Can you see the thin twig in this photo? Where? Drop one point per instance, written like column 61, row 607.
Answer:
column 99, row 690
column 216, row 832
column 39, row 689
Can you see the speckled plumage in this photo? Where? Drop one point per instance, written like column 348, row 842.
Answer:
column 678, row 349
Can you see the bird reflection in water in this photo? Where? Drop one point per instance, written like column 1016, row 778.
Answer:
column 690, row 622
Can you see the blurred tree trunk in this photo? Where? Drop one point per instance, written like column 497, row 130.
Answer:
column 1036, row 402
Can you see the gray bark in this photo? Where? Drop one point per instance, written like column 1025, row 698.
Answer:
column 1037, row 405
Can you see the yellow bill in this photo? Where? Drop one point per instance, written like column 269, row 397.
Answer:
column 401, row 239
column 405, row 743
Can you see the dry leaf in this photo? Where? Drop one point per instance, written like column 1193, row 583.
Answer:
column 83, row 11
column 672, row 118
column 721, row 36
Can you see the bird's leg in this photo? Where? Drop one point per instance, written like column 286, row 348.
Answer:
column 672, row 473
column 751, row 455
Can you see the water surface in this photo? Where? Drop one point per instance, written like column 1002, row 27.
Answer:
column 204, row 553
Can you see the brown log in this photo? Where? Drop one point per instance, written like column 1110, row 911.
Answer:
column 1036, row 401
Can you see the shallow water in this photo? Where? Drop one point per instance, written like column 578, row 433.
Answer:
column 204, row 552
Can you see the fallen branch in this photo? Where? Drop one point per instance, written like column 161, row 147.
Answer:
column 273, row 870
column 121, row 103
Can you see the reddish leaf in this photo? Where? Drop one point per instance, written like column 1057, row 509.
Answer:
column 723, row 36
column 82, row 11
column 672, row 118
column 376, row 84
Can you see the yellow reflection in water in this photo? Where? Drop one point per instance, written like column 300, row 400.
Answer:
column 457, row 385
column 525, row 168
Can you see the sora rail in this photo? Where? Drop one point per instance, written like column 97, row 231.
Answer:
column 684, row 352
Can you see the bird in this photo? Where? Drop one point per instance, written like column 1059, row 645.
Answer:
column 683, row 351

· · · · · · ·

DIRECTIONS: Render every item above as a JSON list of strings, with one string for each line and blank lines omitted.

REPLY:
[
  "Can you see the thin twig in this photo? Where? Drop one point per instance, written like column 61, row 607.",
  "Answer:",
  "column 99, row 690",
  "column 216, row 832",
  "column 39, row 689",
  "Can you see the speckled plumage in this photo? Where? Drop one point per instance, written like column 348, row 842.",
  "Answer:",
  "column 678, row 349",
  "Can you see the bird reflection in water in this photo? Where? Drop one point per instance, written like column 1016, row 778.",
  "Answer:",
  "column 690, row 622",
  "Can you see the blurred tree trunk in this photo? Where? Drop one point per instance, written like column 497, row 130.",
  "Answer:",
  "column 1036, row 402",
  "Can you see the gray bark in this photo? Where? Drop one point per instance, written like column 1025, row 698.",
  "Answer:",
  "column 1037, row 405",
  "Can you see the yellow bill in this photo? Where? Drop one point per instance, written like column 269, row 397.",
  "Answer:",
  "column 401, row 239",
  "column 405, row 743",
  "Can you see the dry leaf in this photo? Where? Drop one point per instance, written like column 1193, row 583.",
  "Answer:",
  "column 83, row 11",
  "column 672, row 118",
  "column 721, row 36",
  "Can you see the bird's leg in this photo? Where? Drop one point per instance, written like column 286, row 348.",
  "Answer:",
  "column 672, row 473",
  "column 751, row 455",
  "Can you see the water surface in this photo? Where? Drop one point per instance, written like column 1002, row 27.",
  "Answer:",
  "column 204, row 553",
  "Can you see the brown log in this photo? Where? Drop one point per instance, written like column 1110, row 911.",
  "Answer:",
  "column 1036, row 401",
  "Can you see the shallow water in this photo? Where? Drop one point per instance, written like column 578, row 433.",
  "Answer:",
  "column 204, row 552",
  "Can you see the fallen branch in this photo? Where? Drop one point per instance, written like column 161, row 147.",
  "Answer:",
  "column 273, row 870",
  "column 121, row 103",
  "Can you see the reddish leaf in this photo? Where? Drop one point per instance, written like column 1057, row 509.",
  "Answer:",
  "column 723, row 36",
  "column 82, row 11",
  "column 672, row 118",
  "column 376, row 84",
  "Can you see the yellow reflection in water in this photo? Where? Drop one point per instance, written like column 300, row 400.",
  "Answer:",
  "column 457, row 385",
  "column 525, row 168",
  "Can you see the sora rail in this photo? Where? Drop one point per instance, written like column 97, row 231.",
  "Answer:",
  "column 684, row 352",
  "Can you see the bird in this photo? Where? Drop one point per instance, written like column 1059, row 645.",
  "Answer:",
  "column 683, row 351"
]